Written task: Lay out the data from the line containing "Can you see the dark" through the end of the data, both ends included, as a Markdown table with the columns No. and Text. Give each line its own numbered row and leave out blank lines.

Items:

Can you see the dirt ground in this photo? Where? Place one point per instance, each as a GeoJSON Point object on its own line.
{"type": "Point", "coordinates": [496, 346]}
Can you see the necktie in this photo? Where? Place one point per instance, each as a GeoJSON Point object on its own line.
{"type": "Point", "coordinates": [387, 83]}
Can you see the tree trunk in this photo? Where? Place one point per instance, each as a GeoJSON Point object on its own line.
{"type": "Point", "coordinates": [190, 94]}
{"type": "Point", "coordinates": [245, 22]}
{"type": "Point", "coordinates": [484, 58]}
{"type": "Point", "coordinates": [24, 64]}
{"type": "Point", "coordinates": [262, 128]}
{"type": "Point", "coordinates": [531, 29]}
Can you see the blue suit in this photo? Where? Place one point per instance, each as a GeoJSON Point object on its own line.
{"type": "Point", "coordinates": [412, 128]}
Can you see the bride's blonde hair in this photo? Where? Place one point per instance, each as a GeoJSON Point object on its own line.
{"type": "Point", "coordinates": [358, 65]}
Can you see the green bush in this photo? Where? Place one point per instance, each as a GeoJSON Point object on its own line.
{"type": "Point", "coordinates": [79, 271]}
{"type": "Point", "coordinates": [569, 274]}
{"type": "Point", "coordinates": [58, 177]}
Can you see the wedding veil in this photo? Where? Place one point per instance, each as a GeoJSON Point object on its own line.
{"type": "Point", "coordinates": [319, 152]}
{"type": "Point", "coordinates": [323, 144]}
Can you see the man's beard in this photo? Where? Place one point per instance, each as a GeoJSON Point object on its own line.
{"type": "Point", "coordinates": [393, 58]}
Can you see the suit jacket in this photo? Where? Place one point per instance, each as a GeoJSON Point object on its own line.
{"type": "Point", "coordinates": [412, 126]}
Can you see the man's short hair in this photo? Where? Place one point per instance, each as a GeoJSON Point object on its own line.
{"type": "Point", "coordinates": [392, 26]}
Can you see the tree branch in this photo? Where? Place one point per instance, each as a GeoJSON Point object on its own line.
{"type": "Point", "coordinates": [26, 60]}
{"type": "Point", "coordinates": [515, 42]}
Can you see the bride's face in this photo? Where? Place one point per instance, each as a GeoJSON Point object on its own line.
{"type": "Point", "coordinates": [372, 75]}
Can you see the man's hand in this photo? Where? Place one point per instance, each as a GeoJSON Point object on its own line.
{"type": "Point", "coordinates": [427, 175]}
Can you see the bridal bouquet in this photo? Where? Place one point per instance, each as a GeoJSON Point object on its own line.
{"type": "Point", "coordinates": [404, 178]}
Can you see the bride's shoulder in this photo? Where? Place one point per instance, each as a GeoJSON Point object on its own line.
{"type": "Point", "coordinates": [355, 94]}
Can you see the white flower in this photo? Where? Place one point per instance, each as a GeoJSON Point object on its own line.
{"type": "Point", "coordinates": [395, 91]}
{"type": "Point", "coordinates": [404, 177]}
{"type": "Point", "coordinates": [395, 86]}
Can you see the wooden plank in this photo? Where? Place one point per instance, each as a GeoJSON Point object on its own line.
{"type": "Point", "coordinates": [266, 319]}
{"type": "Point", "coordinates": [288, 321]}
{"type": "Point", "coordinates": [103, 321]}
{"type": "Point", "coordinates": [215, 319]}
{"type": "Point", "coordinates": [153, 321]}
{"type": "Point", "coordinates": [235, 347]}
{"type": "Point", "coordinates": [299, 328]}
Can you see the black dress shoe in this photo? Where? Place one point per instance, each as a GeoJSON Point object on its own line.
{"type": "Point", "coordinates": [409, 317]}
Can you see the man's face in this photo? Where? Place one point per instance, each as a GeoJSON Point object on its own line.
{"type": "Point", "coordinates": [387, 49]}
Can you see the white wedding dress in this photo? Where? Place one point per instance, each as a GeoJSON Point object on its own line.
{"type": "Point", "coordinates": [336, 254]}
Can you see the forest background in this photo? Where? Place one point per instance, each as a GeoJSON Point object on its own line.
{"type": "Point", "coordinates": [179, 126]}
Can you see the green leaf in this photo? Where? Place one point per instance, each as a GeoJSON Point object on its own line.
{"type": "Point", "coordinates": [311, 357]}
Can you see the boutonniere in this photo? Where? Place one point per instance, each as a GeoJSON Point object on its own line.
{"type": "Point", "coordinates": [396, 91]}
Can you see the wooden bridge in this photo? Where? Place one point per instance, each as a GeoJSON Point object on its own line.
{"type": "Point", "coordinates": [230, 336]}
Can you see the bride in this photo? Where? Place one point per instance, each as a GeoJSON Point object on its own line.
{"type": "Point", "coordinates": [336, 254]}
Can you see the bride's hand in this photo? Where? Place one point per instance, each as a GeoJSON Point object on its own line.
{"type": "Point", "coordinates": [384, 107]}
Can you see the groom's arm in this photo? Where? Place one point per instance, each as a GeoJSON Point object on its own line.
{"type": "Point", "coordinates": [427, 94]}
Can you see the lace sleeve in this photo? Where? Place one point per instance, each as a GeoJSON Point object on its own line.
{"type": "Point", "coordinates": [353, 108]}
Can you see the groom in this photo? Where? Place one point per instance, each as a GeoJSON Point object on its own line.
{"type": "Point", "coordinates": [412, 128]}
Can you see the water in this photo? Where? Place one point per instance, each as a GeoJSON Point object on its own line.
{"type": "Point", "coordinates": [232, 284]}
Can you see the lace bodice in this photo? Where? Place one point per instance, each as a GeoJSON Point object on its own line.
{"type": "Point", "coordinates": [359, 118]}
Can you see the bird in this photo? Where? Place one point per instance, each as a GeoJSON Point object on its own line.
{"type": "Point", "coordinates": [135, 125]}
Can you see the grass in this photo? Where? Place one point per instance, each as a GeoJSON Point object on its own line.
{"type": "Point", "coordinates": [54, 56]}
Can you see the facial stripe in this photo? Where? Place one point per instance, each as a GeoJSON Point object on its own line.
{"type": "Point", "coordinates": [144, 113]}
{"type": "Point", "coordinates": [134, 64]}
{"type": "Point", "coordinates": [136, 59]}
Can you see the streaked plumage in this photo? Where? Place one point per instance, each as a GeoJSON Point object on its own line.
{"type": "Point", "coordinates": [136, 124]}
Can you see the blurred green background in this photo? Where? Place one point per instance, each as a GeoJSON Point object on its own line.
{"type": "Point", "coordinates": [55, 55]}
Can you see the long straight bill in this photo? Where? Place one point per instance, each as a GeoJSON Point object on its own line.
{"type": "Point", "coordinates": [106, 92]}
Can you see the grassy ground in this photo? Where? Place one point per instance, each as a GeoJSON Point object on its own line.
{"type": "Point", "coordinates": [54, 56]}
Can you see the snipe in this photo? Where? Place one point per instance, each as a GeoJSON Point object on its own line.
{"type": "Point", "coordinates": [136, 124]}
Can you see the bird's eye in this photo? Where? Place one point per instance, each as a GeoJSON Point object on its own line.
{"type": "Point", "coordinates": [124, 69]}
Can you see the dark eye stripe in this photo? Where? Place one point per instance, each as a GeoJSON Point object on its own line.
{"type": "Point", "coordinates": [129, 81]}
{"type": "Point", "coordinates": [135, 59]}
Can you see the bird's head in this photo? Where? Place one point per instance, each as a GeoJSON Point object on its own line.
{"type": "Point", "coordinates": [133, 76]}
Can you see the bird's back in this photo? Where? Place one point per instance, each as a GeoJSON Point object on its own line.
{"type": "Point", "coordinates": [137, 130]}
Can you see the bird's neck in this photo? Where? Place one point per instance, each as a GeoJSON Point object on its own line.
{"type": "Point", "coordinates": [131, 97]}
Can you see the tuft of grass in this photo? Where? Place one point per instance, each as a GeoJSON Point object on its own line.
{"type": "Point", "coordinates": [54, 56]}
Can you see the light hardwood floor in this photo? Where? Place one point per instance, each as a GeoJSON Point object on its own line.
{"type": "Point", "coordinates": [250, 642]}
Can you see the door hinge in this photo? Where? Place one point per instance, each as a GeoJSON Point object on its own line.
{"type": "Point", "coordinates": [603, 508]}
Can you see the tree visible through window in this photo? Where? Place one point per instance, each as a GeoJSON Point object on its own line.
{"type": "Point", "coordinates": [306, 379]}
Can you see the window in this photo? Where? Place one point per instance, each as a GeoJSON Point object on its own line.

Final result:
| No. | Text |
|---|---|
| 1 | Can you see the dark eye stripe in this photo? Where? Place one point per instance, each as a GeoJSON Point object on its own line. |
| 2 | {"type": "Point", "coordinates": [129, 81]} |
| 3 | {"type": "Point", "coordinates": [135, 59]} |
| 4 | Can you see the bird's head in this photo? Where? Place one point per instance, each as a GeoJSON Point object on its own line. |
| 5 | {"type": "Point", "coordinates": [133, 76]} |
| 6 | Can you see the bird's back in this photo? Where? Place one point per instance, each as a GeoJSON Point object on its own line. |
| 7 | {"type": "Point", "coordinates": [137, 130]} |
| 8 | Can you see the bird's neck in this photo? Where? Place one point per instance, each as a GeoJSON Point object on its own line. |
| 9 | {"type": "Point", "coordinates": [131, 97]} |
| 10 | Can you see the tuft of grass in this photo? Where? Place one point per instance, each as a GeoJSON Point object on its own line. |
| 11 | {"type": "Point", "coordinates": [54, 56]} |
| 12 | Can you see the light hardwood floor in this photo? Where? Place one point per instance, each as a GeoJSON Point object on its own line. |
| 13 | {"type": "Point", "coordinates": [250, 642]} |
| 14 | Can you see the door hinge in this photo? Where? Place one point per instance, each as a GeoJSON Point object on its own line. |
| 15 | {"type": "Point", "coordinates": [603, 508]} |
| 16 | Can you see the tree visible through window in this photo? Where? Place one point per instance, each as a GeoJSON Point object on its own line. |
| 17 | {"type": "Point", "coordinates": [306, 379]} |
| 18 | Can you see the window in this photo? Where? Place one point per instance, each as a GeoJSON Point object on its own line. |